'''

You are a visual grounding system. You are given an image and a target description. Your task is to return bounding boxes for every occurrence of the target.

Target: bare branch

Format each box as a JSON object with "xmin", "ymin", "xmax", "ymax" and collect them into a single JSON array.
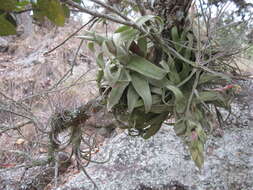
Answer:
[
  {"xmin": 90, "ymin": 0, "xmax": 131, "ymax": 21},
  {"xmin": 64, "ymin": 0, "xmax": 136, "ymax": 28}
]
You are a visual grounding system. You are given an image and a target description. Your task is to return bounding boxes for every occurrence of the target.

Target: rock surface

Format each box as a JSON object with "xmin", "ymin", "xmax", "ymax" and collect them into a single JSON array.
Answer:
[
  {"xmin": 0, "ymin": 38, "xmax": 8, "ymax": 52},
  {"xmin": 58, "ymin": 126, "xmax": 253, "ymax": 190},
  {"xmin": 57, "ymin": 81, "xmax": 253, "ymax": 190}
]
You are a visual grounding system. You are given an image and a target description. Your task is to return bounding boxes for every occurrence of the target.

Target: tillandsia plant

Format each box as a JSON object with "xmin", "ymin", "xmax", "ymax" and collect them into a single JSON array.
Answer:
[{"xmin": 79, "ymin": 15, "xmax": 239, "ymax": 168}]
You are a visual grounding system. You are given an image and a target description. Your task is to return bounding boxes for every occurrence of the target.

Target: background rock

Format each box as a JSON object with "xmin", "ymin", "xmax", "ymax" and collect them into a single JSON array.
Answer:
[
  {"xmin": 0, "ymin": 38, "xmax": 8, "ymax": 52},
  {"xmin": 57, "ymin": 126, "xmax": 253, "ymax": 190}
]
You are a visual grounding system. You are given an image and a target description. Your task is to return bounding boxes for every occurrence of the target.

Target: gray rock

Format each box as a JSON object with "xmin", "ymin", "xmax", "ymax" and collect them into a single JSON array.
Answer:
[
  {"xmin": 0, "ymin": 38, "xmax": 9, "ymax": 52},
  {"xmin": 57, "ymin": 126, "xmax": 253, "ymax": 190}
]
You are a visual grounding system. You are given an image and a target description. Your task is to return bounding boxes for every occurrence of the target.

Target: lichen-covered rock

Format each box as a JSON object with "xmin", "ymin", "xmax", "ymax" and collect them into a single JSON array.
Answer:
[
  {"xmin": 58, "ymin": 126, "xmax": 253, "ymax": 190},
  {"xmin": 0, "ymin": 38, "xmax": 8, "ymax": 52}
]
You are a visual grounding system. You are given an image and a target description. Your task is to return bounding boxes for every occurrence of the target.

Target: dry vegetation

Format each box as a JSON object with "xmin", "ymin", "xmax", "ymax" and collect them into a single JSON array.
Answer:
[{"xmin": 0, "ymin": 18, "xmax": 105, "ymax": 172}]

'''
'''

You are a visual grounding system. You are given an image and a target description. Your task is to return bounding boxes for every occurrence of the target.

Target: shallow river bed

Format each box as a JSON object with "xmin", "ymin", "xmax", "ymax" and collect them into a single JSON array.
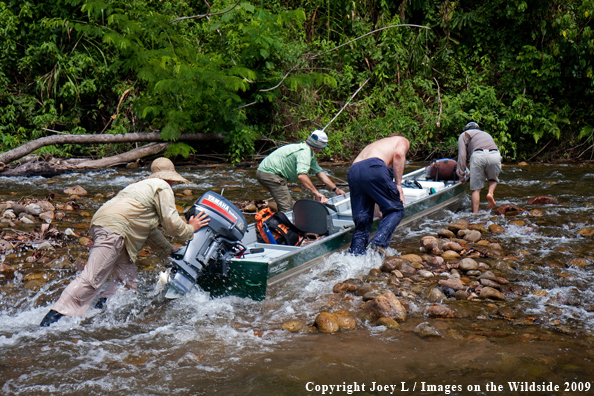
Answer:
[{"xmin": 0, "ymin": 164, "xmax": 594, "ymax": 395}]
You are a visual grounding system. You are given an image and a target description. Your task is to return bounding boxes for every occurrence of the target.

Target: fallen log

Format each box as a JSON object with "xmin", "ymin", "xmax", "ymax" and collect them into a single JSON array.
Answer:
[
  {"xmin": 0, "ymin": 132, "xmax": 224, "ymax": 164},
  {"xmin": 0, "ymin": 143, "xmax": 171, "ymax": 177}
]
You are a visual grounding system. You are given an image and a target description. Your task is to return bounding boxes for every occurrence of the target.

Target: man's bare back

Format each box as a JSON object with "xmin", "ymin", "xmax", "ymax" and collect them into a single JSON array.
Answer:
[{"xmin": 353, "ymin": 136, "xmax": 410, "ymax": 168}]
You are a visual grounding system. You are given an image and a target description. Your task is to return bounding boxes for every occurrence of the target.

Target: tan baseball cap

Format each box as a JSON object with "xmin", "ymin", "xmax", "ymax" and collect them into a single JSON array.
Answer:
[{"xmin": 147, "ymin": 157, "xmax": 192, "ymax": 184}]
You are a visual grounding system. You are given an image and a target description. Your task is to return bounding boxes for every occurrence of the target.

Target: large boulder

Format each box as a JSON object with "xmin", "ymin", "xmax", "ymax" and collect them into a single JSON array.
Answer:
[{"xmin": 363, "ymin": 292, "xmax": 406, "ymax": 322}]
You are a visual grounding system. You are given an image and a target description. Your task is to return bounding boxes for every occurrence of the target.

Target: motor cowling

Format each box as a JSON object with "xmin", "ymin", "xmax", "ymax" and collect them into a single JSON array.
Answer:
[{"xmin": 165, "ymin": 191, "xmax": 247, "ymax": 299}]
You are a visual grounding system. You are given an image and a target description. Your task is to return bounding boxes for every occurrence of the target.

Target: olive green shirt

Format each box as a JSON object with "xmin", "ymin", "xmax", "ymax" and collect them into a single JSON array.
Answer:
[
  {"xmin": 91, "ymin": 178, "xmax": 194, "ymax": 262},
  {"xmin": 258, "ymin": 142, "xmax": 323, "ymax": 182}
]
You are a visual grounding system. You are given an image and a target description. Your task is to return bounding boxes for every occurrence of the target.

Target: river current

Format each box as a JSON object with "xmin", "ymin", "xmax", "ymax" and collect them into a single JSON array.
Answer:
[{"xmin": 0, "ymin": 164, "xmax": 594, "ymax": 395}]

'''
'''

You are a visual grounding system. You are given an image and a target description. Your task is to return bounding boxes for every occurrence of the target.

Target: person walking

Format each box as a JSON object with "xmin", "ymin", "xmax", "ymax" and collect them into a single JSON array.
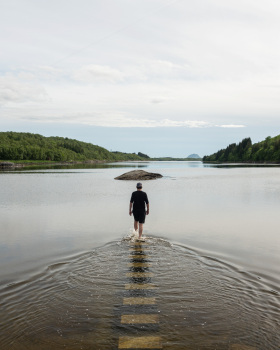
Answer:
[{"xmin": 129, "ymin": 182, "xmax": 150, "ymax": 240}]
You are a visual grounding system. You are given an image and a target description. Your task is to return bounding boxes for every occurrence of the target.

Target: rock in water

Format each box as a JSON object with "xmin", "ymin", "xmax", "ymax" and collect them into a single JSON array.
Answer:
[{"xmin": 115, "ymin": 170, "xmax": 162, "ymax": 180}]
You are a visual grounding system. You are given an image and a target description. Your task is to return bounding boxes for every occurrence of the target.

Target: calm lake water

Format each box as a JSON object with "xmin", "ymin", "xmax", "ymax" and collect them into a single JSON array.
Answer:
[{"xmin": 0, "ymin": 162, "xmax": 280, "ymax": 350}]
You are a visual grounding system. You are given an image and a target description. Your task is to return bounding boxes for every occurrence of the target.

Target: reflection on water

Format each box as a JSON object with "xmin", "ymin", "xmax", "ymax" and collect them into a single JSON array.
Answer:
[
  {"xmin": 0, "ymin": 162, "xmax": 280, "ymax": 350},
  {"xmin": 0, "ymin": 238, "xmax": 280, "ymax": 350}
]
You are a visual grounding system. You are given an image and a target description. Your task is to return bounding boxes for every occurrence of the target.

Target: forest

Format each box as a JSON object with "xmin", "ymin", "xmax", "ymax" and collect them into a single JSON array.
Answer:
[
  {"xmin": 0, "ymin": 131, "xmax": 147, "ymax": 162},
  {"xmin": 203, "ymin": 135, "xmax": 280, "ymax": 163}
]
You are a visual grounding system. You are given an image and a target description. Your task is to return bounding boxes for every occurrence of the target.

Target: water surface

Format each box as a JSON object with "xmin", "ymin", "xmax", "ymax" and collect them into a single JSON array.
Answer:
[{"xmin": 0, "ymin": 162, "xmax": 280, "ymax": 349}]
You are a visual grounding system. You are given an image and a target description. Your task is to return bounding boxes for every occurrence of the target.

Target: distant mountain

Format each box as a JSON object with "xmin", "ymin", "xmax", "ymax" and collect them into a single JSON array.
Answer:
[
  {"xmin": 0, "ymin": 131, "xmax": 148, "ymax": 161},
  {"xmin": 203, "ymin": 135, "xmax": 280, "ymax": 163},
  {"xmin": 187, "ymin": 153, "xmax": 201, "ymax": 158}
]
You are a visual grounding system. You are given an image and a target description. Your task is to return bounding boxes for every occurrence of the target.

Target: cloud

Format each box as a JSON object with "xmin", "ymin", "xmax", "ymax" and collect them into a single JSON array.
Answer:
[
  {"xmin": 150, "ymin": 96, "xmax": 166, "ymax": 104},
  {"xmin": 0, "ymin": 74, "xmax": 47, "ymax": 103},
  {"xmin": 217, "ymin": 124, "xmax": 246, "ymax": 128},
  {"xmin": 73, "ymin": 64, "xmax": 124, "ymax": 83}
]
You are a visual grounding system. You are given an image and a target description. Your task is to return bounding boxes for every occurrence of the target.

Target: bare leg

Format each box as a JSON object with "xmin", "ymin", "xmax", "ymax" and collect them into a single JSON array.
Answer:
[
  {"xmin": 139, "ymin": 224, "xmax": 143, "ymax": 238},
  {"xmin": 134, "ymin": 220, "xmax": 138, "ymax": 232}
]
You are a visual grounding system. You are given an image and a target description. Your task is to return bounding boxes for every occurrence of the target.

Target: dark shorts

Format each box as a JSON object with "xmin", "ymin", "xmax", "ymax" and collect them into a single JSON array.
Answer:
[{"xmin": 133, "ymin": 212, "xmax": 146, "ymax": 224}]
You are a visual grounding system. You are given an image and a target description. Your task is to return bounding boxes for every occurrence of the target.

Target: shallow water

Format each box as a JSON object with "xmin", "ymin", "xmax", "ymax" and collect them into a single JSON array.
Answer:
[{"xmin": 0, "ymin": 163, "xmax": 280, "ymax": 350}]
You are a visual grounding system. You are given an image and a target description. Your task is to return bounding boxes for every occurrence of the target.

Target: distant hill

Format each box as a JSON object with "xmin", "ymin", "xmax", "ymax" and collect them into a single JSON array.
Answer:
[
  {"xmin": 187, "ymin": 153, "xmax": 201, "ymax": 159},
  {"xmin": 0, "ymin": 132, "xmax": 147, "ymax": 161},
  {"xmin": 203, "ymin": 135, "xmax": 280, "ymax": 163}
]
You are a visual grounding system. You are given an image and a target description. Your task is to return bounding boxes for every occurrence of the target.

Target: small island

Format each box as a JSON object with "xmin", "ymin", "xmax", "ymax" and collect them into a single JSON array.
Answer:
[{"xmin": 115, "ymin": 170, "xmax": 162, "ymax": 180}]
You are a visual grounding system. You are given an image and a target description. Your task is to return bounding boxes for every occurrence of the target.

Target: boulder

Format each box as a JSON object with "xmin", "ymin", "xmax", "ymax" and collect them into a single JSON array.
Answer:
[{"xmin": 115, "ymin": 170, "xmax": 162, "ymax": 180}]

'''

TO BE DONE:
Identify each line of the data above that contains the word "water", and reproduce every such line in full.

COMPLETED EXERCISE:
Target: rock in water
Target: calm lake water
Target: reflection on water
Target: water surface
Target: shallow water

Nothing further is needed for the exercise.